_PASSAGE TO READ:_
* START *
In this study, the damping coefficients of eight types of particles made of polymer and metal were measured using the acoustic frequency sampling method. The corresponding acoustic frequency waveforms were also obtained. The damping coefficients of these granular materials were calculated. Based on these calculations, the study investigated the relationships between the velocity of granular motion, density, modulus of elasticity, and the damping coefficients. The following main conclusions were drawn:

Analysis of the material's acoustic frequency waveform reveals the following: strong elastic materials (acrylic, POM, and PP) experience a high frequency of collisions, long collision durations, and minimal energy loss per collision, resulting in a gradual energy dissipation; weakly elastic materials (titanium, stainless steel, brass, and aluminum) undergo a lower collision frequency, shorter collision durations, and substantial energy loss per collision, leading to rapid energy dissipation; materials with medium elasticity (tungsten steel) exhibit characteristics between the two extremes.
* END *
_GIVEN MATERIAL:_
* START *
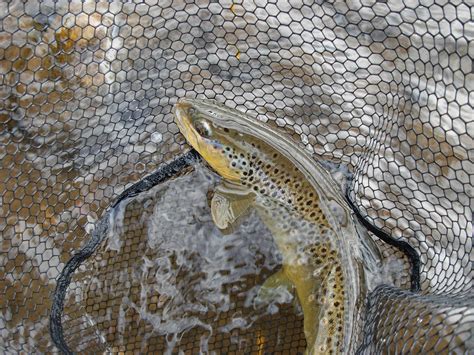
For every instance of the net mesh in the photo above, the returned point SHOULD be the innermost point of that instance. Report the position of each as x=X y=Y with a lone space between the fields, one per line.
* END *
_TASK A:_
List every particle material named in the passage on particle damping coefficients.
_TASK B:_
Pick up the passage on particle damping coefficients after its final sentence and continue it.

_TASK RESPONSE A:_
acrylic, POM, PP, titanium, stainless steel, brass, aluminum, tungsten steel

_TASK RESPONSE B:_
The damping coefficients of strongly elastic and moderately elastic materials remain nearly unaffected by changes in velocity. In contrast, the damping coefficients of weakly elastic materials exhibit significant variations with velocity, displaying an increasing trend with higher velocities. The damping coefficient of particles exhibits a linear correlation with the density and elastic modulus of the material. These studies highlight that the damping coefficient of a material is a complex physical quantity influenced by various factors.